— Kutipan —
:::

PERADILAN HAM AD HOC NASIONAL DAN INTERNASIONAL UNTUK KEJAHATAN KEMANUSIAAN DI MASA LALU

Nasional4040 Views
Prof. Dr. Marthen Napang. foto istimewa

Jakarta,-Victoriousnews.com– Kejahatan kemanusiaan di masa lalu sebelum dan sesudah Proklamasi Kemerdekaan 17 Agustus 1945 di wilayah Negara Kesatuan Republik Indonesia (NKRI) dapat diajukan dalam peradilan Hak Asasi Manusia (HAM) Ad Hoc Nasional dan Internasional. Kejahatan Kemanusiaan yang terjadi dalam serangan bersenjata atau agresi pasukan militer Belanda di berbagai wilayah NKRI dapat diajukan dalam peradilan HAM Ad Hoc Belanda atau Indonesia atau Internasional. Demikian dua catatan penting poin ke-18 dan ke-19 Prof. Dr. Marthen Napang., SH., MH., M.Si dalam Peluncuran Buku berjudul ‘Indonesia Tidak Pernah Dijajah” di Ruang Abdul Muis (Gedung Nusantara DPR-RI) di Jalan Gatot Subroto (Senayan, Jakarta) pada Sabtu, 23 Desember 2017.

:::

— Data Hasil Ekstraksi —
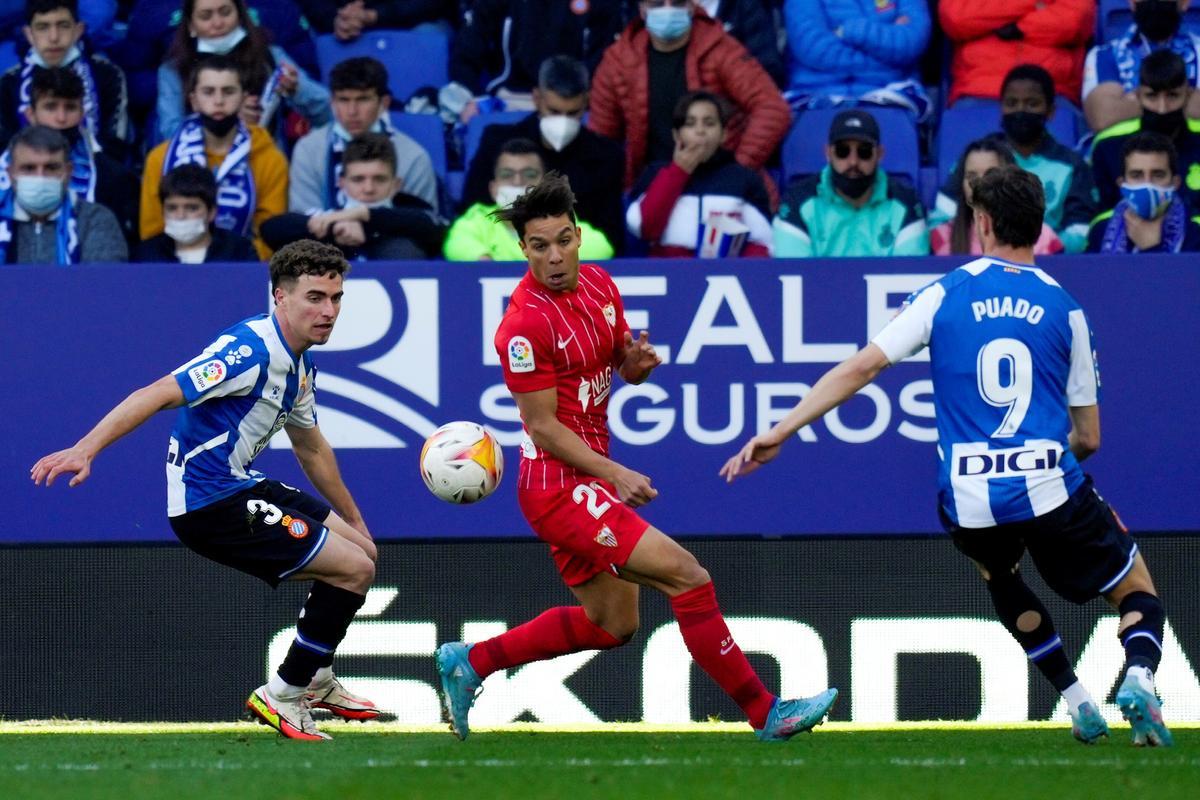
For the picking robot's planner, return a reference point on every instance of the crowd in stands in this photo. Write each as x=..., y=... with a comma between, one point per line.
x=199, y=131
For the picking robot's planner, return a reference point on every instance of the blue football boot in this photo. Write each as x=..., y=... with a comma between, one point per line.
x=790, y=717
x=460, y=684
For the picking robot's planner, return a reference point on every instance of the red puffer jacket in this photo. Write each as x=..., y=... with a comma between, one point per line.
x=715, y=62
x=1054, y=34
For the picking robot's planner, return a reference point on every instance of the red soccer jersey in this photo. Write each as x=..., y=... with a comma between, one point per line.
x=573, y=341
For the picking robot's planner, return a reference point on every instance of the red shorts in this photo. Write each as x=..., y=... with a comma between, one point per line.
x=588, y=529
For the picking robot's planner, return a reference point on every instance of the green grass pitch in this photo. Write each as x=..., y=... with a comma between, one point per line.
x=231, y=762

:::

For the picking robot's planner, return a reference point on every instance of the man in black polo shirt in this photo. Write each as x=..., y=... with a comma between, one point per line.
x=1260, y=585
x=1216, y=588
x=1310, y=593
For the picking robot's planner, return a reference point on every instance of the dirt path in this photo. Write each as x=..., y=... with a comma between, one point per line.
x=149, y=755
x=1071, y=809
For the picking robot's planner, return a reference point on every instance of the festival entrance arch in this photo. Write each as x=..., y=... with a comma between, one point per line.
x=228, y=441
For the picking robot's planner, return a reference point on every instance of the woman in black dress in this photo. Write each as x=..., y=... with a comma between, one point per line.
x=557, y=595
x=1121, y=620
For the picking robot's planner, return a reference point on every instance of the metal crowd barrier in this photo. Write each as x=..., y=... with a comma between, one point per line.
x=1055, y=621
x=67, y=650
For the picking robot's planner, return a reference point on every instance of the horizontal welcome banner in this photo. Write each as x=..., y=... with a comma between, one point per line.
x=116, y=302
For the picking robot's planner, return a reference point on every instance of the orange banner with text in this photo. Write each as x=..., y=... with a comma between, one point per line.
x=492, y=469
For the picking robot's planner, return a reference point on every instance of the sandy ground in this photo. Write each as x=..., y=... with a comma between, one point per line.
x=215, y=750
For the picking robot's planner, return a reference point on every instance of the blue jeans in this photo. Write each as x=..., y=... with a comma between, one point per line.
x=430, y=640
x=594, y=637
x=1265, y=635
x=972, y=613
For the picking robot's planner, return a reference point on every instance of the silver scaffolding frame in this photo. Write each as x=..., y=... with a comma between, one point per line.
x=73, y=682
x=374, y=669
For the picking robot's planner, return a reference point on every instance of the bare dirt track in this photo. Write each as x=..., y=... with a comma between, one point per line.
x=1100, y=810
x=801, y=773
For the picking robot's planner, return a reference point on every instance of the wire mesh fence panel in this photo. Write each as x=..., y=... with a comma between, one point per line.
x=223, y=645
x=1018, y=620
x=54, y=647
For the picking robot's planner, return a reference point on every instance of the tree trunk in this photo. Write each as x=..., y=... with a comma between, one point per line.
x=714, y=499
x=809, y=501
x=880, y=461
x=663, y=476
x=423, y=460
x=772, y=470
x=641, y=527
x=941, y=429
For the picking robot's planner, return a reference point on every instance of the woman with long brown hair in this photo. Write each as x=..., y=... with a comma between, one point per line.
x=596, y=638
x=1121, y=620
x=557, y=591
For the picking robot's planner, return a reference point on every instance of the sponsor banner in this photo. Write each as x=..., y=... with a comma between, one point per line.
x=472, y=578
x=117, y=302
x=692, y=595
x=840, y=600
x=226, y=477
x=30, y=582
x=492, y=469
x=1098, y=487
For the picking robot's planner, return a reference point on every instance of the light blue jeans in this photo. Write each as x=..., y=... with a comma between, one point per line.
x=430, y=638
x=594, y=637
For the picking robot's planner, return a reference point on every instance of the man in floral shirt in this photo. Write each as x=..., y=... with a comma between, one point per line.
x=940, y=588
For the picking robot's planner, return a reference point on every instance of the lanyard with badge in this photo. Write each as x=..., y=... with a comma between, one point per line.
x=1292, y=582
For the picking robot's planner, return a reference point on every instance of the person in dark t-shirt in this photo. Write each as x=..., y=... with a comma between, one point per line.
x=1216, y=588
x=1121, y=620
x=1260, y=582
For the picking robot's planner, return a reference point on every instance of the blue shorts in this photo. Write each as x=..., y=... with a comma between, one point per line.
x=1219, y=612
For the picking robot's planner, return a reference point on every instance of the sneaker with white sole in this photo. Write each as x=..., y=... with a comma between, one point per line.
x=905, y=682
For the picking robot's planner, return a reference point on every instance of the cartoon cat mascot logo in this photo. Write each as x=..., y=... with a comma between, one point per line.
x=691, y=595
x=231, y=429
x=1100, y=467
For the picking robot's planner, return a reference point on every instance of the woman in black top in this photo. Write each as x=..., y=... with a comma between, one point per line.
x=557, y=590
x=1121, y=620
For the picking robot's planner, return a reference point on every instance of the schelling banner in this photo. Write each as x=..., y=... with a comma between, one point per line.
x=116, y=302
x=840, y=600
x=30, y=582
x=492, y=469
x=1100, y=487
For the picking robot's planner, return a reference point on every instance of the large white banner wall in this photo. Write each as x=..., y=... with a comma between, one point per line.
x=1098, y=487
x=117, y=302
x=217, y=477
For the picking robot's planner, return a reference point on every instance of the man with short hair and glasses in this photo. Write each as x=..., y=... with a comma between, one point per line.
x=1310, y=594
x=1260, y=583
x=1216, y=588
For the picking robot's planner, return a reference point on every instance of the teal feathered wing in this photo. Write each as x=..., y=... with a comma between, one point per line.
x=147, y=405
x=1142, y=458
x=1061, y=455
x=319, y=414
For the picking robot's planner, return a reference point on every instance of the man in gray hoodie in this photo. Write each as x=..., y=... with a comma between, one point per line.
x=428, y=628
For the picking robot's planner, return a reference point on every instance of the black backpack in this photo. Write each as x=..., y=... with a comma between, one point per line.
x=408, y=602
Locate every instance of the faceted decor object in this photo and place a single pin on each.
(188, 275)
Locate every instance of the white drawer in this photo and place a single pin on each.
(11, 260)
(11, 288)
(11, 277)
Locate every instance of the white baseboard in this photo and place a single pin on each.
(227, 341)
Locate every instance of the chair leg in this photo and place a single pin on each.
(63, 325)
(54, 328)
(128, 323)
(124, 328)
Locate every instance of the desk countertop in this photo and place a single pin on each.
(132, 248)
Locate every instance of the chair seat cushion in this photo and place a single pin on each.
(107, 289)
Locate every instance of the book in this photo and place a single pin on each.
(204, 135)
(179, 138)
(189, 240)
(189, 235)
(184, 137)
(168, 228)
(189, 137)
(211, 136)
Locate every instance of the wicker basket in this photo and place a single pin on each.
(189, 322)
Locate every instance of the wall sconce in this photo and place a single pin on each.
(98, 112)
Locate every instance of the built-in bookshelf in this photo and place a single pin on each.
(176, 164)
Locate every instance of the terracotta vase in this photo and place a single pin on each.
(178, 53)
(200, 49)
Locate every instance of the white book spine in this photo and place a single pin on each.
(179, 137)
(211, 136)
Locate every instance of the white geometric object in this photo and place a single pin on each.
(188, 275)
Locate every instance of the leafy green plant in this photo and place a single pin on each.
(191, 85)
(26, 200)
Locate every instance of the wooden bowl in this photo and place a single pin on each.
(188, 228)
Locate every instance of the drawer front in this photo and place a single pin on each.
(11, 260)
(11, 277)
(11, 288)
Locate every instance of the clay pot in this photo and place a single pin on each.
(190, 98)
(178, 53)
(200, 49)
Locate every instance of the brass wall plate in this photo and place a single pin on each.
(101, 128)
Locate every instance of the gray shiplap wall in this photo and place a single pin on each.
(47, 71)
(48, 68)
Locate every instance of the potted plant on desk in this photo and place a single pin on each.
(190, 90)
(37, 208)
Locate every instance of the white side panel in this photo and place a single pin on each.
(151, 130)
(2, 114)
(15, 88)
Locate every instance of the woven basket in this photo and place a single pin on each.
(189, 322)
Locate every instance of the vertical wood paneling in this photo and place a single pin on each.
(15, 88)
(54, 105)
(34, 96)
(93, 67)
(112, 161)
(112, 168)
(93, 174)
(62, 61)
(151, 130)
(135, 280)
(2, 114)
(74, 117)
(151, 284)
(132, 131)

:::

— Pernyataan Soal 1 —
Tolong daftarkan setiap baris catatan yang memuat kata "white".
— Pernyataan Soal 2 —
Lanjutkan artikel tentang peradilan HAM ad hoc untuk kejahatan kemanusiaan mulai dari kalimat terakhirnya.

— Jawaban Tertulis 1 —
For the picking robot's planner, return a reference point on every instance of the sneaker with white sole in this photo. Write each as x=..., y=... with a comma between, one point per line.
For the picking robot's planner, return a reference point on every instance of the large white banner wall in this photo. Write each as x=..., y=... with a comma between, one point per line.
Locate every instance of the white drawer in this photo and place a single pin on each.
Locate every instance of the white baseboard in this photo and place a single pin on each.
Locate every instance of the white book spine in this photo and place a single pin on each.
Locate every instance of the white geometric object in this photo and place a single pin on each.
Locate every instance of the white side panel in this photo and place a single pin on each.

— Jawaban Tertulis 2 —
Lebih jauh, Guru Besar Fakultas Hukum Universitas Hassanudin (Makassar, Sulawesi Selatan) ini memberikan hipotesis sebagai berikut; pertama, Kejahatan kemanusiaan merupakan salah satu jenis kejahatan yang tertua sama tuanya dengan sejarah kehidupan umat manusia. Kedua, Kejahatan kemanusiaan semakin membahayakan keselamatan dan keberadaan umat manusia dengan segala peradabannya. Ketiga, Setiap negara memiliki kewajiban internasional untuk menuntut dan mengadili setiap kejahatan kemanusiaan. Keempat, Setiap negara memiliki kewajiban internasional untuk menuntut, mengadili, dan mengekdtradisi pelaku kejahatan kemanusiaan dimanapun kejahatan itu dilakukan. Kelima, Penagakan hukum dilakukan terhadap pelaku kejahatan kemanusiaan pada Pengadilan Nasional dan Internasional yang khusus dibentuk untuk itu.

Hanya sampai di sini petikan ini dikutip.